> Task directions
Here are some entries; quote each one exactly.

> Records for the task
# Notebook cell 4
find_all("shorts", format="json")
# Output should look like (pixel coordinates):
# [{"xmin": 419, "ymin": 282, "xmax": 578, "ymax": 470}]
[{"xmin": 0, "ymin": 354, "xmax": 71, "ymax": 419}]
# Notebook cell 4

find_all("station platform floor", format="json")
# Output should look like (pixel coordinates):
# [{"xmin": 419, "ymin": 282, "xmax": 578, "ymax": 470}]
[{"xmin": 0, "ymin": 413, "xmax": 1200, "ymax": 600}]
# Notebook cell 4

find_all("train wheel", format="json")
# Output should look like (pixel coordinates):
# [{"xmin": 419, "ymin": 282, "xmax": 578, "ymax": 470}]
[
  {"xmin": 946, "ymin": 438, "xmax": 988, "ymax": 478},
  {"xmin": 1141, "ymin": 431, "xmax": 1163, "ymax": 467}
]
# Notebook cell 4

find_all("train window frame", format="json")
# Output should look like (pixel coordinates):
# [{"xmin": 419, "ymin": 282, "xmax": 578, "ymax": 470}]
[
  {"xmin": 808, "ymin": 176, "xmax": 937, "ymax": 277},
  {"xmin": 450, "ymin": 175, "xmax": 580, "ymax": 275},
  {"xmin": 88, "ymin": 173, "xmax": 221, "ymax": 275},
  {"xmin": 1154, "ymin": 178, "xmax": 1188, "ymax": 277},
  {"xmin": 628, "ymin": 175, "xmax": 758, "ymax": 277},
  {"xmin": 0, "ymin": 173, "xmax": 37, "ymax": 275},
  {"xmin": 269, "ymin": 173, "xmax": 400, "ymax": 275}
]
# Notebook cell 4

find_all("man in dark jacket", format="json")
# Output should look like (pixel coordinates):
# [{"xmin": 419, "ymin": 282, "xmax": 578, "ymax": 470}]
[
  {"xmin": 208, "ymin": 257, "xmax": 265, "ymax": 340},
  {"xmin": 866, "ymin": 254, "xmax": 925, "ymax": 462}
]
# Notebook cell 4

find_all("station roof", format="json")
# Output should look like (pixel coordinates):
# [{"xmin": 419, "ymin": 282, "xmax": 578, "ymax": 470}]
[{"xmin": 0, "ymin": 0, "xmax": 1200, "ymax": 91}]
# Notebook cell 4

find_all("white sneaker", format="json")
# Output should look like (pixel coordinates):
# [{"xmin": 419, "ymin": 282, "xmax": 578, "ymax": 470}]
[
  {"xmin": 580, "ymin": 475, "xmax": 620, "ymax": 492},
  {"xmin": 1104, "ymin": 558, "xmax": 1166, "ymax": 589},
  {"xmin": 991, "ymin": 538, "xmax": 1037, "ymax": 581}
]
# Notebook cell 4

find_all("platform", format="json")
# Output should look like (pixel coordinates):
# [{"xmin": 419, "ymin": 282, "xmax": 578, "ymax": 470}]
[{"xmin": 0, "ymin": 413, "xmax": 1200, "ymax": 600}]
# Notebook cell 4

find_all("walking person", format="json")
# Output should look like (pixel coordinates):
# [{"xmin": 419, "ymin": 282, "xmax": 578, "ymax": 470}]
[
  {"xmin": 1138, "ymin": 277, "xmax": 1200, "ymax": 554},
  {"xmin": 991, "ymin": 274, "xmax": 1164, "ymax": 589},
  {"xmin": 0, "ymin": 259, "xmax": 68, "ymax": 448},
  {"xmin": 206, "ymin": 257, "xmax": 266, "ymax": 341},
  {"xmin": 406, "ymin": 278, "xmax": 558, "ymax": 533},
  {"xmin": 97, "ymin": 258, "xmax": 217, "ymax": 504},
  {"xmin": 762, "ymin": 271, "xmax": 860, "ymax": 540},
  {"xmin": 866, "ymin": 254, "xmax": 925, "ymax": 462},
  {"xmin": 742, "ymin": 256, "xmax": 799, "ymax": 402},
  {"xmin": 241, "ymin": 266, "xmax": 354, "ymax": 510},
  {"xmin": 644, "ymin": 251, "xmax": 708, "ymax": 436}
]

> Worked answer
# Notebook cell 4
find_all("shorts", format="json")
# Output should look like (pixel coordinates):
# [{"xmin": 419, "ymin": 282, "xmax": 578, "ymax": 470}]
[{"xmin": 0, "ymin": 354, "xmax": 71, "ymax": 419}]
# Notebook cell 4

find_all("station platform floor", format="json")
# Output should look like (pixel coordinates):
# [{"xmin": 419, "ymin": 282, "xmax": 578, "ymax": 470}]
[{"xmin": 0, "ymin": 413, "xmax": 1200, "ymax": 600}]
# Notebook cell 4

find_all("train wheel", format="json")
# Output should look like (pixel coordinates):
# [{"xmin": 419, "ymin": 282, "xmax": 578, "ymax": 470}]
[
  {"xmin": 946, "ymin": 438, "xmax": 988, "ymax": 478},
  {"xmin": 1141, "ymin": 431, "xmax": 1163, "ymax": 467}
]
# Notebook cell 4

find_all("train window frame", format="json")
# Output should look like (pixel coordinates):
# [{"xmin": 419, "ymin": 282, "xmax": 578, "ymax": 470}]
[
  {"xmin": 808, "ymin": 176, "xmax": 937, "ymax": 277},
  {"xmin": 450, "ymin": 175, "xmax": 580, "ymax": 275},
  {"xmin": 88, "ymin": 173, "xmax": 221, "ymax": 275},
  {"xmin": 1154, "ymin": 178, "xmax": 1188, "ymax": 277},
  {"xmin": 628, "ymin": 175, "xmax": 758, "ymax": 277},
  {"xmin": 0, "ymin": 173, "xmax": 37, "ymax": 275},
  {"xmin": 269, "ymin": 173, "xmax": 400, "ymax": 275}
]
# Notebook cell 4

find_all("man in dark jacket", format="json")
# Output should look like (pixel coordinates):
# [{"xmin": 419, "ymin": 282, "xmax": 578, "ymax": 470}]
[
  {"xmin": 208, "ymin": 257, "xmax": 265, "ymax": 340},
  {"xmin": 866, "ymin": 254, "xmax": 925, "ymax": 462}
]
# Notebook cell 4

find_all("station roof", format="json")
# Output should look like (pixel coordinates):
# [{"xmin": 419, "ymin": 282, "xmax": 578, "ymax": 470}]
[{"xmin": 0, "ymin": 0, "xmax": 1200, "ymax": 91}]
# Notebook cell 4

find_all("white sneaker", format="json")
# Output should look like (pixel coordinates):
# [{"xmin": 419, "ymin": 282, "xmax": 578, "ymax": 470}]
[
  {"xmin": 580, "ymin": 475, "xmax": 620, "ymax": 492},
  {"xmin": 1104, "ymin": 558, "xmax": 1166, "ymax": 589},
  {"xmin": 991, "ymin": 538, "xmax": 1037, "ymax": 581}
]
# Notebook cell 4

find_all("platform", format="json")
# Output should look like (pixel coordinates):
# [{"xmin": 419, "ymin": 282, "xmax": 578, "ymax": 470}]
[{"xmin": 0, "ymin": 413, "xmax": 1200, "ymax": 600}]
# Notebook cell 4

find_all("walking person", format="json")
# Output should look like (pixel coordinates):
# [{"xmin": 419, "ymin": 282, "xmax": 578, "ymax": 470}]
[
  {"xmin": 1138, "ymin": 277, "xmax": 1200, "ymax": 554},
  {"xmin": 991, "ymin": 274, "xmax": 1164, "ymax": 589},
  {"xmin": 0, "ymin": 259, "xmax": 68, "ymax": 448},
  {"xmin": 206, "ymin": 257, "xmax": 266, "ymax": 341},
  {"xmin": 406, "ymin": 278, "xmax": 558, "ymax": 533},
  {"xmin": 97, "ymin": 258, "xmax": 217, "ymax": 504},
  {"xmin": 762, "ymin": 271, "xmax": 860, "ymax": 540},
  {"xmin": 866, "ymin": 254, "xmax": 925, "ymax": 462},
  {"xmin": 742, "ymin": 256, "xmax": 799, "ymax": 402},
  {"xmin": 241, "ymin": 266, "xmax": 354, "ymax": 510},
  {"xmin": 644, "ymin": 251, "xmax": 708, "ymax": 436}
]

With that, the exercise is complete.